[Labeled region records]
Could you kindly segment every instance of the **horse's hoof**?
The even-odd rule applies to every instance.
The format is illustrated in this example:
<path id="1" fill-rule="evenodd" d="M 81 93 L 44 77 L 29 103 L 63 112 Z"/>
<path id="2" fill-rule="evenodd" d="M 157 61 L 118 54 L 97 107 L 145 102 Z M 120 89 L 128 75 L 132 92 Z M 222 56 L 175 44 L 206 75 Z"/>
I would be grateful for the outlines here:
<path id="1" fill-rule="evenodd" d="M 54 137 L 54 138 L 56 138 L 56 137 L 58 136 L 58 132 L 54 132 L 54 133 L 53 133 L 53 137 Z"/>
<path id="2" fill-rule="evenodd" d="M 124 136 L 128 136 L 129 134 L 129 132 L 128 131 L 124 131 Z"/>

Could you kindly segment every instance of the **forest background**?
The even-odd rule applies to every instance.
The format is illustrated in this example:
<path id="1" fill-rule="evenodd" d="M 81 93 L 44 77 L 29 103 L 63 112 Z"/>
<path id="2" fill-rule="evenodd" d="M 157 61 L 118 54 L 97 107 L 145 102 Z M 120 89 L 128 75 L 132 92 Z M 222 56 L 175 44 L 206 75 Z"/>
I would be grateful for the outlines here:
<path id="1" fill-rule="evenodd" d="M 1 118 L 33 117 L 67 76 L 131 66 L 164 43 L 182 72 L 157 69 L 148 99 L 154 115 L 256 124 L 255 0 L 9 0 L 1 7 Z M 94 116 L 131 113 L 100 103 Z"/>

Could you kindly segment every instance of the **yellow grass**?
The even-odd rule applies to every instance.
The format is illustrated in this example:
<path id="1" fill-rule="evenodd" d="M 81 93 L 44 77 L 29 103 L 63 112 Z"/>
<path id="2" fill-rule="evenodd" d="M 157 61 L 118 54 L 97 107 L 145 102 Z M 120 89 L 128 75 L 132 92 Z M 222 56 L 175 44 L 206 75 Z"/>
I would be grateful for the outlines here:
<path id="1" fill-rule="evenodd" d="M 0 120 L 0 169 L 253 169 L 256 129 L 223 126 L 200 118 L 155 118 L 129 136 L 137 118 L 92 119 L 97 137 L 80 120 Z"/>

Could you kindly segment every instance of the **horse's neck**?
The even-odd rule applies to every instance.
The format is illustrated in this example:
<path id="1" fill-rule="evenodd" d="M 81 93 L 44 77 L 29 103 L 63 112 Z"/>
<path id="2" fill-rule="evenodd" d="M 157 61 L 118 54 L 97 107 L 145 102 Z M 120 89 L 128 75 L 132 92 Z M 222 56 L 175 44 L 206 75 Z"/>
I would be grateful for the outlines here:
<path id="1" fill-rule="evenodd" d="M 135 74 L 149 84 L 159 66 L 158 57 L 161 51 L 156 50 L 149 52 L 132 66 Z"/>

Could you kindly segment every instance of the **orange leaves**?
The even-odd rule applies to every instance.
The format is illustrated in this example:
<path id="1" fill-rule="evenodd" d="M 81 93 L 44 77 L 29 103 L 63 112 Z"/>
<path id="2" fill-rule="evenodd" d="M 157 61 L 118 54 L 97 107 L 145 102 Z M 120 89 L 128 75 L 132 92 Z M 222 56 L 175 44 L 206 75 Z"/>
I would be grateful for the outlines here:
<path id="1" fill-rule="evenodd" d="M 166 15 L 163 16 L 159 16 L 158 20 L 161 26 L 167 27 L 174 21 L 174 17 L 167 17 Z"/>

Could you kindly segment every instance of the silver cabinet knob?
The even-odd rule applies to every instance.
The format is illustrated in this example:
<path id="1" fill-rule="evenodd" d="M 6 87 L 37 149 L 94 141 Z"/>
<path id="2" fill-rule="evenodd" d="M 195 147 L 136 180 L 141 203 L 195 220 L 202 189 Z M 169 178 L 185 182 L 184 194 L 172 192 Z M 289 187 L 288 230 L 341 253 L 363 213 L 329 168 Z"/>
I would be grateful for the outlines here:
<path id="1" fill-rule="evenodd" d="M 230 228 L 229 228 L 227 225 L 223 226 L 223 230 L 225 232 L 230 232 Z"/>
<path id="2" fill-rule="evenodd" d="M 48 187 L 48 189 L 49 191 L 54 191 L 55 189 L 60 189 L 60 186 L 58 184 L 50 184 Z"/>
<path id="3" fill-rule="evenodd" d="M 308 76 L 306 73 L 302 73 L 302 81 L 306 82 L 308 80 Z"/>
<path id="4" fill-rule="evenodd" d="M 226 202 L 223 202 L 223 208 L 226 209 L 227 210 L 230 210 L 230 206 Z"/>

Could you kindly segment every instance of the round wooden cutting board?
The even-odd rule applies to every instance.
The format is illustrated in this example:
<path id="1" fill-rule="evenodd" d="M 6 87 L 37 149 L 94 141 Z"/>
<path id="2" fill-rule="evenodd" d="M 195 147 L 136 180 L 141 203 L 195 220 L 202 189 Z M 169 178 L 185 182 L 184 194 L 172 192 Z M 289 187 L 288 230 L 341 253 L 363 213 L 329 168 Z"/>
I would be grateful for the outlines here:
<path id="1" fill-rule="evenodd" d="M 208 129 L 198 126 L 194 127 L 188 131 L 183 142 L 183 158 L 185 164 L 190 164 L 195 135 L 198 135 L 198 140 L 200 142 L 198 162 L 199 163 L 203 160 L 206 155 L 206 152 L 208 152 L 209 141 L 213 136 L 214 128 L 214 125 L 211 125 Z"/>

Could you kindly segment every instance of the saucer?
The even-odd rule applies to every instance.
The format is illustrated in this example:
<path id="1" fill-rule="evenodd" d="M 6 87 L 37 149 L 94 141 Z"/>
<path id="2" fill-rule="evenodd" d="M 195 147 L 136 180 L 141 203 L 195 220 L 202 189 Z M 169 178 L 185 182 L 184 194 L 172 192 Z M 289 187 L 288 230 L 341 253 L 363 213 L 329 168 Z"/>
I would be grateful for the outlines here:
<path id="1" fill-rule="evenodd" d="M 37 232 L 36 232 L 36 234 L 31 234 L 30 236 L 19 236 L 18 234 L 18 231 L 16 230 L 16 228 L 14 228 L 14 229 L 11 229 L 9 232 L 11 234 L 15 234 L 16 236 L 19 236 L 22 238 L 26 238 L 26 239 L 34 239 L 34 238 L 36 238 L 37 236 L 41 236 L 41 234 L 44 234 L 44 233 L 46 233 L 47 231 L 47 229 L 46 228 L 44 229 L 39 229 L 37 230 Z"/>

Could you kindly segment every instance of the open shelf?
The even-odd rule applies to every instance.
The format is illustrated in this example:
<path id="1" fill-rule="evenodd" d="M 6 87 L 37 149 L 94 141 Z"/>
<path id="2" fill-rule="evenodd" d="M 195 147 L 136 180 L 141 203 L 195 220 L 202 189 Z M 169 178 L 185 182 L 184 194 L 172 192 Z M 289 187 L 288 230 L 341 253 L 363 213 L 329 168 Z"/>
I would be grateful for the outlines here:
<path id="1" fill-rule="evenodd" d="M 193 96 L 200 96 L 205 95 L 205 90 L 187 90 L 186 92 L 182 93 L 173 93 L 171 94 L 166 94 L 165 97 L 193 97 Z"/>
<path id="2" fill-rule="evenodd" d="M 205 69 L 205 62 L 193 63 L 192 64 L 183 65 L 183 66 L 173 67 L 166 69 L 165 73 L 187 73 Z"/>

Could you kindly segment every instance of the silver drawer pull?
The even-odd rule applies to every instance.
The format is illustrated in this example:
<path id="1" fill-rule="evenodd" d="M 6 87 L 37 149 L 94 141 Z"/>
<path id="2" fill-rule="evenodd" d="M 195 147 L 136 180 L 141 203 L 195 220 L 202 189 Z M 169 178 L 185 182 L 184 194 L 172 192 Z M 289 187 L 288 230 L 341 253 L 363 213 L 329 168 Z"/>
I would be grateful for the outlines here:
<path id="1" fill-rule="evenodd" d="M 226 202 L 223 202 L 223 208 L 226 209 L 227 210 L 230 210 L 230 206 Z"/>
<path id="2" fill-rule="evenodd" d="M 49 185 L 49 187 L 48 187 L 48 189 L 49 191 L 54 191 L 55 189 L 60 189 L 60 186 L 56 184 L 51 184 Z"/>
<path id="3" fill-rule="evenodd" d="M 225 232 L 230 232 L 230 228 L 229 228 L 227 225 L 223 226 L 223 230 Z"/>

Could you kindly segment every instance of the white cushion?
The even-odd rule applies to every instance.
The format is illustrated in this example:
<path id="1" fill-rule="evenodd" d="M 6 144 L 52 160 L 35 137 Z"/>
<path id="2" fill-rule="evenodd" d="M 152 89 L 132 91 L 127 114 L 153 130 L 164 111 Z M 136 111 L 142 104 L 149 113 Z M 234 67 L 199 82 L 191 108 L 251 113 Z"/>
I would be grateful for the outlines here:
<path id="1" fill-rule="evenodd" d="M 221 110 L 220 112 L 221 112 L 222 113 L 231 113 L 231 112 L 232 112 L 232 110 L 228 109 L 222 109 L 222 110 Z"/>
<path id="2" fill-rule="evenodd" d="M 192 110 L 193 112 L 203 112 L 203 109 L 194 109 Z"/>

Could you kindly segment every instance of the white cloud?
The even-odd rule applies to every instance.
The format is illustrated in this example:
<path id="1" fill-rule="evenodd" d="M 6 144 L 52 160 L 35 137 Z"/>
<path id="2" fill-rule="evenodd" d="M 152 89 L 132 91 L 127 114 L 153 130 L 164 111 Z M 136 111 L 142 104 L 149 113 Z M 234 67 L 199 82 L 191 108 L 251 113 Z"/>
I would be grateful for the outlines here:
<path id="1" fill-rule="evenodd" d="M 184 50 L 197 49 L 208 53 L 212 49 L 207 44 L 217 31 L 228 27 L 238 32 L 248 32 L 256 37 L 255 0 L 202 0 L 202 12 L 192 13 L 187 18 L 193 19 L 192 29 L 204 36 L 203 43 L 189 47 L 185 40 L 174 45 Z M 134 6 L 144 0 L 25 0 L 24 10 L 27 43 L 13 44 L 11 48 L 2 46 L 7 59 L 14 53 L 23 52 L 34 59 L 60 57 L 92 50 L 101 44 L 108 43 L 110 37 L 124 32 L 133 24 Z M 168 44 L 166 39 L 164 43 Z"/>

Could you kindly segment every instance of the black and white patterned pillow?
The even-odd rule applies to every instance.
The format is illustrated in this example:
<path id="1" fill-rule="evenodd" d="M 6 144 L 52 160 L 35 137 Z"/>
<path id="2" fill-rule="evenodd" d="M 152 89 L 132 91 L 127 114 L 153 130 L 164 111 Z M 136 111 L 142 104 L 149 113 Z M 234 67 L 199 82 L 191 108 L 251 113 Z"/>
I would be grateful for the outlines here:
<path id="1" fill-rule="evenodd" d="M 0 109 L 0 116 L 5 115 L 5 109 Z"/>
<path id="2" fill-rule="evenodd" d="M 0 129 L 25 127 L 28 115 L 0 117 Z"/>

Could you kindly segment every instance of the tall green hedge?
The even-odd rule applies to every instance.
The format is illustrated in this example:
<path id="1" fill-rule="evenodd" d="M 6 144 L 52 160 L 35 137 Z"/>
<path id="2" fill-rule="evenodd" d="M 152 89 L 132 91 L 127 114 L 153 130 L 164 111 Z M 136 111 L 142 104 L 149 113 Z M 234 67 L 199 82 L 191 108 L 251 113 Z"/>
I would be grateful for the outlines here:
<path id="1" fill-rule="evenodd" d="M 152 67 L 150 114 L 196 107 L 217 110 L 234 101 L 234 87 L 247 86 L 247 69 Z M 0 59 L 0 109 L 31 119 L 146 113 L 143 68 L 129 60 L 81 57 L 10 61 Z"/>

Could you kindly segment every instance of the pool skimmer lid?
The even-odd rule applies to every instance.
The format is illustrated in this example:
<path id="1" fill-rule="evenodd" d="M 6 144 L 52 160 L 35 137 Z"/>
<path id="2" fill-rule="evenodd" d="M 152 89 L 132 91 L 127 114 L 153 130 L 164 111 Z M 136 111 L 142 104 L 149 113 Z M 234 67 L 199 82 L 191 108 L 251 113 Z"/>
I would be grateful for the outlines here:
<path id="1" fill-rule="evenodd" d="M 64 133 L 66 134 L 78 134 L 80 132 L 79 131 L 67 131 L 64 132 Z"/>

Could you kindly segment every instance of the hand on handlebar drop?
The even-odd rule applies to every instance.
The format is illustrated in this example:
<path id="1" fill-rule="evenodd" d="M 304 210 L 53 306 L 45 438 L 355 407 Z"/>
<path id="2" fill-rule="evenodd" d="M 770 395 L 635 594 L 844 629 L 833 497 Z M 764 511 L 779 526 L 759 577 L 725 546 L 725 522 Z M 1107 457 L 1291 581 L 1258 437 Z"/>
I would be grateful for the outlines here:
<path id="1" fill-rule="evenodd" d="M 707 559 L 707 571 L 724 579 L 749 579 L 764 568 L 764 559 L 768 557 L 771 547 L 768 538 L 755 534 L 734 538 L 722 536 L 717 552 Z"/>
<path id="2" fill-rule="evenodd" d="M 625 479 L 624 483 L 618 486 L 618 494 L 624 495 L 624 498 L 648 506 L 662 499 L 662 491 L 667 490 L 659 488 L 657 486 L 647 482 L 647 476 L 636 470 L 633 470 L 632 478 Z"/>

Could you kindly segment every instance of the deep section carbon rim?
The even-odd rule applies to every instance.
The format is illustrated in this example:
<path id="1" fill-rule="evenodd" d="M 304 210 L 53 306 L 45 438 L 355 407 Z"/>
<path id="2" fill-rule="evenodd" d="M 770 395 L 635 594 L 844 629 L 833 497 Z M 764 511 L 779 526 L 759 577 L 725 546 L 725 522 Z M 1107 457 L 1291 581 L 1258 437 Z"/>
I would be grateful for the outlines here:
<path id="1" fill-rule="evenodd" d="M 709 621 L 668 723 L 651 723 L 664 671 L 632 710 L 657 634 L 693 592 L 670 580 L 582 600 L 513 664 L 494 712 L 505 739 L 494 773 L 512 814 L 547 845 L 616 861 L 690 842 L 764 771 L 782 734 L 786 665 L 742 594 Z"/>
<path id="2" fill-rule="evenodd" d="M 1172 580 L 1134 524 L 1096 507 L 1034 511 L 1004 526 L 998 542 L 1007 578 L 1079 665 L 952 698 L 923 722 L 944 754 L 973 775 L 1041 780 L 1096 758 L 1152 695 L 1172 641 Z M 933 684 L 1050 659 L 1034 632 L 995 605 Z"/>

> _Work to be completed_:
Rewrite the lines from the first one through the line containing "124 136 L 128", swapping "grateful" for "thankful" and leaving everything else as it is.

> _Exercise output_:
Could you kindly segment every instance of the **horse's hoof**?
The even-odd rule applies to every instance.
The format is illustrated in this example:
<path id="1" fill-rule="evenodd" d="M 81 93 L 44 77 L 29 103 L 63 112 Z"/>
<path id="2" fill-rule="evenodd" d="M 157 61 L 118 54 L 97 107 L 145 102 Z M 120 89 L 128 75 L 132 92 Z M 222 56 L 175 44 L 206 75 Z"/>
I would be thankful for the outlines here:
<path id="1" fill-rule="evenodd" d="M 54 137 L 54 138 L 56 138 L 56 137 L 58 136 L 58 132 L 54 132 L 54 133 L 53 133 L 53 137 Z"/>
<path id="2" fill-rule="evenodd" d="M 124 136 L 128 136 L 129 134 L 129 132 L 128 131 L 124 131 Z"/>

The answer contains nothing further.